■ **WHAT IS ASKED**: Repeat the records below exactly as they appear.

== MATERIAL PROVIDED ==

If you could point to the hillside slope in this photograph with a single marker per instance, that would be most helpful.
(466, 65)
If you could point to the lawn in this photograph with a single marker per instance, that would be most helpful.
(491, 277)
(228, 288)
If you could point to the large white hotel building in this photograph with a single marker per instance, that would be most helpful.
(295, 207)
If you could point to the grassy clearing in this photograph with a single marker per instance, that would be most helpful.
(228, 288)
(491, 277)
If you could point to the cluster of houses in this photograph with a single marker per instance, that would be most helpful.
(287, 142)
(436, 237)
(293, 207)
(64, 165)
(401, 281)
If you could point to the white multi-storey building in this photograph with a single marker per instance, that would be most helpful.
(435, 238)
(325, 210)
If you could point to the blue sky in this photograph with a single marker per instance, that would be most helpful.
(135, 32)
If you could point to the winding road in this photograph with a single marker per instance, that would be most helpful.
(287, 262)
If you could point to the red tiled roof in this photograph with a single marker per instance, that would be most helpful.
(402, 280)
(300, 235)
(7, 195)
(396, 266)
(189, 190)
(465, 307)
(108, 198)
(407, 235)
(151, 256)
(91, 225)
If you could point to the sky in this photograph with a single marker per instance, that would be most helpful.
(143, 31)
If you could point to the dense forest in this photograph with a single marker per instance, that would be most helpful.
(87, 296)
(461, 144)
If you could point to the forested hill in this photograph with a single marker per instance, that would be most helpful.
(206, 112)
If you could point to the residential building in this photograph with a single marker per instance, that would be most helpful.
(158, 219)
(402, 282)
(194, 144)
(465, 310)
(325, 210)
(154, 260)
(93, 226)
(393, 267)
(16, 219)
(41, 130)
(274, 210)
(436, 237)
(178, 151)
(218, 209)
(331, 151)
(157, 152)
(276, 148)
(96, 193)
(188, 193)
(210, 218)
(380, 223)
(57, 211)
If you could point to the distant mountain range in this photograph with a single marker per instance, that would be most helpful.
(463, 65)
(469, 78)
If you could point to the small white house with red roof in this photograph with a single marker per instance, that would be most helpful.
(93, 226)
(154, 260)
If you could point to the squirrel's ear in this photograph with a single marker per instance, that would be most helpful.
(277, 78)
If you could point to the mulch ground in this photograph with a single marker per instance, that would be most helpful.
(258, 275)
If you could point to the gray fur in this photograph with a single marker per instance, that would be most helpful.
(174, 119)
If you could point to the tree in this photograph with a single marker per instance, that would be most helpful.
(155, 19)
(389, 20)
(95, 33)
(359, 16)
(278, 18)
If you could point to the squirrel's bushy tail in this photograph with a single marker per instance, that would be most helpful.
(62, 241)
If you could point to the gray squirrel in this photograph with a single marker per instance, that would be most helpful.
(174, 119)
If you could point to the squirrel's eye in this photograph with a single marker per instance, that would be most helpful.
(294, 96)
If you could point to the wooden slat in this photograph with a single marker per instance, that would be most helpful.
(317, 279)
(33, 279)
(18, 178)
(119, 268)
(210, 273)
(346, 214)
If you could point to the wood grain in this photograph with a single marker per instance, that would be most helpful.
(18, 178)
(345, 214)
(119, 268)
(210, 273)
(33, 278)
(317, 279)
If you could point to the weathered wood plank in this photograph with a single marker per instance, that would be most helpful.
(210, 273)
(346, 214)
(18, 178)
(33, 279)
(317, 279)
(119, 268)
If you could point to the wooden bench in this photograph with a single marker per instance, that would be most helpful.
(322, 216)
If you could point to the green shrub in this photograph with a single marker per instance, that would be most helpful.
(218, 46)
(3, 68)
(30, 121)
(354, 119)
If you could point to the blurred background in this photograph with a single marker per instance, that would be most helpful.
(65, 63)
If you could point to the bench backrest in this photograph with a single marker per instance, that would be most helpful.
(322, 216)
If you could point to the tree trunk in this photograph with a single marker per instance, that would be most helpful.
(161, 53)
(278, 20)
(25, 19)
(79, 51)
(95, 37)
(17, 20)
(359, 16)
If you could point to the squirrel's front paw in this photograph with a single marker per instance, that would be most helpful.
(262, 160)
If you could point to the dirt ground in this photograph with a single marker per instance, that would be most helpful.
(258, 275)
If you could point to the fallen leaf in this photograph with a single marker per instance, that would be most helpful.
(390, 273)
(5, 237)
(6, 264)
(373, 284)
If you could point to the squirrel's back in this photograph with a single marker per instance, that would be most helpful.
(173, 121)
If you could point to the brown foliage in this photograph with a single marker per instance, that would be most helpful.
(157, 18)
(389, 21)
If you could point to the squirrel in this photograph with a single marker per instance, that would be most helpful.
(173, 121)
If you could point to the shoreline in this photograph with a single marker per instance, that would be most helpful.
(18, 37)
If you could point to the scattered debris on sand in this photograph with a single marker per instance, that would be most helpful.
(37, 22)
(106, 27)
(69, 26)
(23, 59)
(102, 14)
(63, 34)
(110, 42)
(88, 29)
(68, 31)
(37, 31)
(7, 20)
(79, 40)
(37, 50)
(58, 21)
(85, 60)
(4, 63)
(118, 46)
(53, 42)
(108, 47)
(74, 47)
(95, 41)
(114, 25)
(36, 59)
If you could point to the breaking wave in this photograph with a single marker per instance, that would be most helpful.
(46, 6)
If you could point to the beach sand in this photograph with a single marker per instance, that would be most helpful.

===

■ **RESULT**:
If you could point to the hillside slope in this photograph with a single marker per instance, that would be most helpful.
(466, 65)
If you could point to the lawn in this photograph with a single marker per instance, that would be most helpful.
(491, 277)
(228, 288)
If you could point to the large white hotel building in this photograph with a single marker per instance, that would be most helpful.
(295, 207)
If you could point to the grassy clearing in this photograph with a single marker per instance, that would be most helpful.
(228, 288)
(491, 277)
If you could point to the cluster of houses in this photograph with a single marker per instance, that would be most helpful.
(287, 142)
(436, 237)
(293, 207)
(64, 165)
(401, 281)
If you could point to the white multi-storey building in this photograph with a single marker per instance, that would be most helpful.
(435, 238)
(325, 210)
If you could point to the blue sky in this photograph with a single marker per instance, that would be most helpful.
(135, 32)
If you could point to the winding road in this photograph with a single marker per instance, that would be most helpful.
(287, 262)
If you could point to the red tiled roof in this photograph with a single marker per instance, that would be most helpful.
(402, 280)
(300, 235)
(7, 195)
(396, 266)
(189, 190)
(465, 307)
(108, 198)
(407, 235)
(151, 256)
(91, 225)
If you could point to the sky in this photograph with a single marker per instance, that would be most helpful.
(143, 31)
If you could point to the dense forest in this photograph with a single marker per instance, that would be most helpful.
(87, 296)
(461, 144)
If you could point to the forested hill in this photograph with a single marker per instance, that would be most helpful.
(206, 112)
If you could point to the residential building in this photograph with a single marker per instance, that would be most helpful.
(158, 219)
(402, 282)
(194, 144)
(465, 310)
(325, 210)
(154, 260)
(93, 226)
(393, 267)
(16, 219)
(41, 130)
(274, 210)
(436, 237)
(178, 151)
(218, 209)
(331, 151)
(157, 152)
(276, 148)
(96, 193)
(188, 193)
(210, 218)
(380, 223)
(57, 211)
If you could point to the distant mountain range in this photograph with a single marker per instance, that would be most helpful.
(463, 65)
(469, 78)
If you could point to the small white house with red roof in this photograph with a single marker per instance, that would be most helpful.
(93, 226)
(154, 260)
If you could point to the squirrel's ear in this photograph with a single marker per instance, that would be most helpful.
(277, 78)
If you could point to the mulch ground in this photograph with a single marker per instance, that would be most helpful.
(258, 275)
If you could point to the gray fur in this photograph with a single marker per instance, that would be most helpful.
(174, 119)
If you could point to the tree in this photograph with a single marker per instance, that would be most helpful.
(155, 19)
(389, 20)
(95, 33)
(359, 16)
(278, 18)
If you could point to the squirrel's bushy tail in this photograph with a single marker per instance, that would be most helpful.
(62, 241)
If you could point to the gray squirrel in this photograph with a single marker per instance, that would be most helpful.
(174, 119)
If you could point to the squirrel's eye in this photograph with a single marker per instance, that would be most helpful.
(294, 96)
If you could point to the wooden slat in this photograph with a single marker per instance, that would be most helpful.
(317, 279)
(33, 279)
(18, 178)
(119, 268)
(210, 273)
(346, 214)
If you could point to the wood grain in this photograph with a single marker per instance, that would be most helpful.
(18, 178)
(345, 214)
(119, 268)
(210, 273)
(33, 278)
(317, 279)
If you could point to the weathered wood plank in this photograph with a single marker per instance, that would be most helpful.
(210, 273)
(346, 214)
(18, 178)
(33, 279)
(317, 279)
(119, 268)
If you could point to the wooden bench in this photograph with a single marker per instance, that would be most helpful.
(322, 216)
If you could point to the green shrub in this photograph with a single marker per instance, that would be most helpful.
(218, 46)
(3, 68)
(30, 121)
(354, 119)
If you could point to the blurred background in this photograph with a single marker per instance, that would be most helpful.
(65, 63)
If you could point to the bench backrest in this photograph with a single marker per instance, that would be most helpful.
(322, 216)
If you could point to the tree trunk in this photograph with a single marker per instance, that would be most helpful.
(161, 53)
(278, 20)
(25, 19)
(79, 51)
(95, 37)
(17, 20)
(359, 16)
If you could point to the squirrel's front paw in this photograph with a single marker per instance, that would be most helpful.
(262, 160)
If you could point to the dirt ground in this photograph with a single marker per instance, that would be most helpful.
(258, 275)
If you could point to the fallen leaf in this photograph with a single marker per instance, that would be most helpful.
(390, 273)
(5, 237)
(6, 264)
(373, 284)
If you could point to the squirrel's back in this photograph with a single marker per instance, that would be most helpful.
(173, 121)
If you could point to the brown foliage in this photograph with a single marker per instance, that would be most helpful.
(157, 18)
(389, 21)
If you could point to the squirrel in this photograph with a single marker per instance, that would be most helpful.
(173, 121)
If you could point to the shoreline in this photograph with a single marker per instance, that would be most helpful.
(18, 37)
If you could point to the scattered debris on sand in this photograph with a single marker per instance, that would be most helpful.
(37, 22)
(106, 27)
(69, 26)
(23, 59)
(102, 14)
(63, 34)
(110, 42)
(88, 29)
(68, 31)
(37, 31)
(7, 20)
(79, 40)
(37, 50)
(58, 21)
(85, 60)
(4, 63)
(118, 46)
(53, 42)
(108, 47)
(74, 47)
(95, 41)
(114, 25)
(36, 59)
If you could point to the breaking wave in this photograph with a single marker per instance, that would be most helpful.
(46, 6)
If you could point to the beach sand in this photograph with a single marker per instance, that would be most helpful.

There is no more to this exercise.